# start of Document

Hi!
I've just been discussing a situation devs frequently encounter when developing apps that need to ensure prevention of duplicate charges. In summary, I'm proposing that the idempotency key is hampered because it will return a failed first charge when you try to create a second updated charge with a different source (using the same key).
I'm proposing a success key version of the idempotency key that will only return an error when there is a another successful charge with that same key.
Allow me to explain via the chat thread pasted below:
[18:23] <jonthewayne> quick q - we just discovered that if we create a charge with an idempotency key that fails, and then make another charge with a different source but the same key...that second charge will not try a new charge, it just shows the first bad charge in the logs and returns a stripe error
[18:23] <jonthewayne> is this expected? because it would totally destroy the usefullness of an idempotency key, wouldn't it? shouldn't they only match for previously successful transactions??
[18:56] <praboud> jonthewayne: that's expected behaviour
[18:56] <praboud> why are you reusing idempotency keys for different requests?
[18:57] <praboud> how the idempotency keys work is that if a request comes in to the API, and has an idempotency key that's been seen before, it returns the previous response, and does nothing else
[18:57] <jonthewayne> well, imagine I'm trying to make a charge for an order...I try one charge with the key representing the order....it fails. I should be able to select a different source and retry the charge with the same key...it should go through if a successful charge with that key doesn't exist.
[18:58] <jonthewayne> otherwise, how would I know a charge hasn't gone through before for the order? isn't that the entire point of an idempotency key?
[18:58] <praboud> all idempotency keys are supposed to protect against is the network dropping requests on the floor
[18:58] <praboud> as in: you make a request, and then the network dies
[18:58] <praboud> at that point
[18:59] <praboud> you have no idea if the network died after stripe got the request and made the charge, or before the request got to stripe (so no charge was made)
[18:59] <praboud> the key allows you to retry *exactly* the same request, and know that it won't get executed twice
[19:00] <praboud> it's not meant to solve the situation you're describing
[19:01] <praboud> tbc, you're trying to prevent somebody from clicking the same button twice, and getting charged twice, right?

# end of Document
# start of Source records

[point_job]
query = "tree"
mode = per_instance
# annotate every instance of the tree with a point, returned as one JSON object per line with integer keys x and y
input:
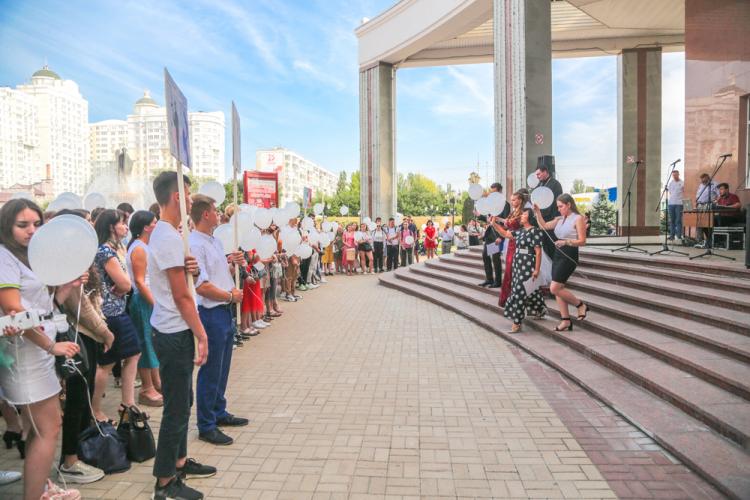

# end of Source records

Requirements ::
**1.** In the idempotency key discussion, what problem does praboud say the keys are meant to solve, and why is that a problem?
**2.** Render the lines of the entry in Block 1 as a numbered list, leaving out blank lines and the picture.

In response ::
**1.** Idempotency keys protect against the network dropping requests. If the network dies after a request is sent, you can't tell whether Stripe received it and made the charge or whether no charge was made. The key lets you retry exactly the same request and know it won't be executed twice.

**2.**
1. [point_job]
2. query = "tree"
3. mode = per_instance
4. # annotate every instance of the tree with a point, returned as one JSON object per line with integer keys x and y
5. input:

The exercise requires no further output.